The cycling network will be expanded quickly through temporary installations by repurposing curb lanes along several key corridors.
Bloor Street East, University Avenue/Queen’s Park Crescent and Dundas Street East would be among the first installations.
The approved work also addresses other gaps in the network including locations in North York and Scarborough and includes acceleration of the Bloor West Bikeway Extension, as well as streetscape improvements and temporary bike lanes on Danforth Avenue.
Delivery of other Council-approved 2020 Cycling Network implementation projects will continue, but will be on an accelerated schedule, including the Bloor West Bikeway Extension.
Most of the ActiveTO bikeway initiatives are quick-start installations using temporary barricades and include minimal changes to existing street design.
As part of the City’s focus on main street revitalization in the wake of the pandemic, the City will also create more public space and patios, while making a “more beautiful street and pilot active transportation infrastructure” on Danforth Avenue, from Broadview Avenue to Dawes Road.
While vehicle traffic volumes are currently very low, City traffic data shows that a significant number of people have continued to rely on cycling as an important transportation choice over the past several weeks. The data also suggests that many people are choosing cycling instead of riding transit, and typically cycling volumes in Toronto increase as temperatures warm up.

### BRIEF 1
Rewrite the passage on Toronto's cycling network, starting at the words "While vehicle traffic" and ending after "temperatures warm up.", with "very low" replaced by "unusually low".
### BRIEF 2
According to the passage on Toronto's cycling network, why will the City create more public space and patios on Danforth Avenue?
### BRIEF 3
Continue the passage on Toronto's cycling network from its last sentence.

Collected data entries
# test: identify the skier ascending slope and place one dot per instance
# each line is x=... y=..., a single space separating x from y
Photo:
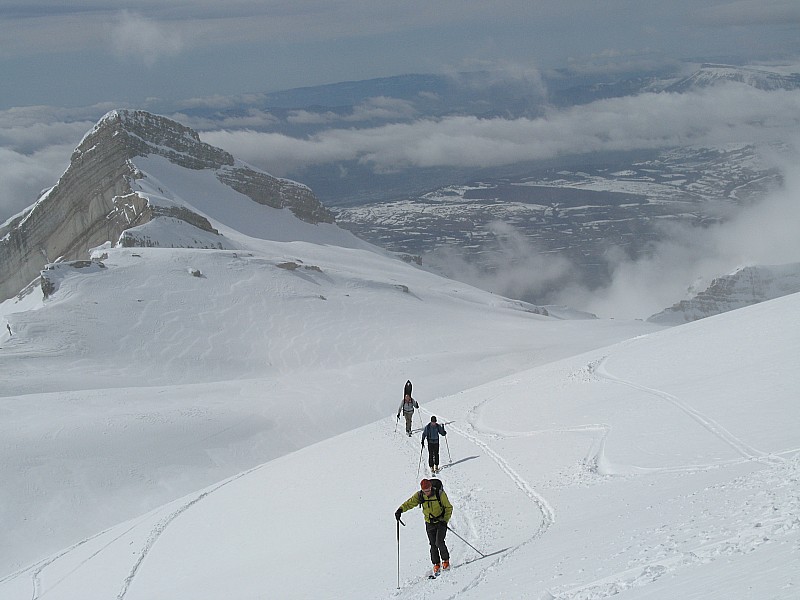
x=407 y=407
x=437 y=510
x=431 y=434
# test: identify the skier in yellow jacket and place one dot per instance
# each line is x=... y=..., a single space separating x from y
x=437 y=510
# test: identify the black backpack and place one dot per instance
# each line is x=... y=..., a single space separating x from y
x=436 y=486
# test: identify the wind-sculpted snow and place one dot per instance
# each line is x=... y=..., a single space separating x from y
x=242 y=431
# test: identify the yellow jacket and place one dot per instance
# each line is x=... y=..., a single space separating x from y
x=434 y=511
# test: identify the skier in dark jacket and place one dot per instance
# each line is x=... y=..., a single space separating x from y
x=437 y=510
x=407 y=407
x=431 y=433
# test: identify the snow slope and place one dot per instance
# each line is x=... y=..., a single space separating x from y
x=221 y=423
x=658 y=467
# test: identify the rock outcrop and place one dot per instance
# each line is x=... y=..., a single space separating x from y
x=93 y=201
x=746 y=286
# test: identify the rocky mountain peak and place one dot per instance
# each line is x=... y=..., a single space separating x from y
x=94 y=201
x=139 y=133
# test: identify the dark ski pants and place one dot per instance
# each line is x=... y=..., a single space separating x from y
x=436 y=533
x=433 y=454
x=408 y=417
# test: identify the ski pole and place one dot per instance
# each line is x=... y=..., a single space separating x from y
x=466 y=542
x=399 y=522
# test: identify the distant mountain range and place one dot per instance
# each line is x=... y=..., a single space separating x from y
x=576 y=207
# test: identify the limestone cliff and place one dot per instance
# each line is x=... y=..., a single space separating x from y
x=746 y=286
x=93 y=201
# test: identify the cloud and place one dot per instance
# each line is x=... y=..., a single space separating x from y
x=35 y=148
x=24 y=176
x=512 y=266
x=747 y=13
x=143 y=39
x=717 y=115
x=688 y=260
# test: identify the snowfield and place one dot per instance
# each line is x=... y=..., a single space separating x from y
x=208 y=424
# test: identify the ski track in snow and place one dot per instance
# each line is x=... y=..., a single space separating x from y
x=741 y=542
x=547 y=512
x=156 y=532
x=738 y=542
x=747 y=451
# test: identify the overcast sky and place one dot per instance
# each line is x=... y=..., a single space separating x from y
x=63 y=67
x=90 y=51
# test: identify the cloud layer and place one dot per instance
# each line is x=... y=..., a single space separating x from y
x=715 y=116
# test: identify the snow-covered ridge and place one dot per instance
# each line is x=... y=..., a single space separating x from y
x=746 y=286
x=96 y=199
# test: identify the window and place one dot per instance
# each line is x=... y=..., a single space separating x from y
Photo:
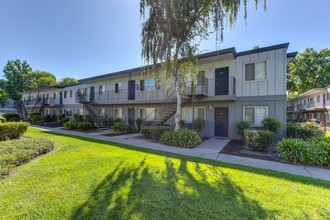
x=189 y=116
x=118 y=87
x=147 y=114
x=256 y=71
x=118 y=113
x=255 y=115
x=101 y=90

### RESPONSE BOX 1
While vehicle traffic volumes are currently unusually low, City traffic data shows that a significant number of people have continued to rely on cycling as an important transportation choice over the past several weeks. The data also suggests that many people are choosing cycling instead of riding transit, and typically cycling volumes in Toronto increase as temperatures warm up.

### RESPONSE BOX 2
This work is part of the City's focus on main street revitalization in the wake of the pandemic.

### RESPONSE BOX 3
At the April 30 City Council meeting, staff were requested to look at more active transportation as a crucial part of the City’s restart and recovery plan and in anticipation of changes in traffic patterns.
The ActiveTO program was developed by Toronto Public Health and Transportation Services to provide more space for people to be physically active and improve physical distancing as part of the City’s restart and recovery in the wake of the coronavirus.
Other programs as part of ActiveTO include major weekend road closures along City trails to make space for people, alleviate weekend and holiday crowding, and ensure there is room to be physically active and respect physical distancing.
The program also includes a plan for more than 50 km of Quiet Streets being planned or installed around the city. Quiet Streets are neighbourhood streets that are shared space for people, bikes and slow-moving, local vehicle traffic.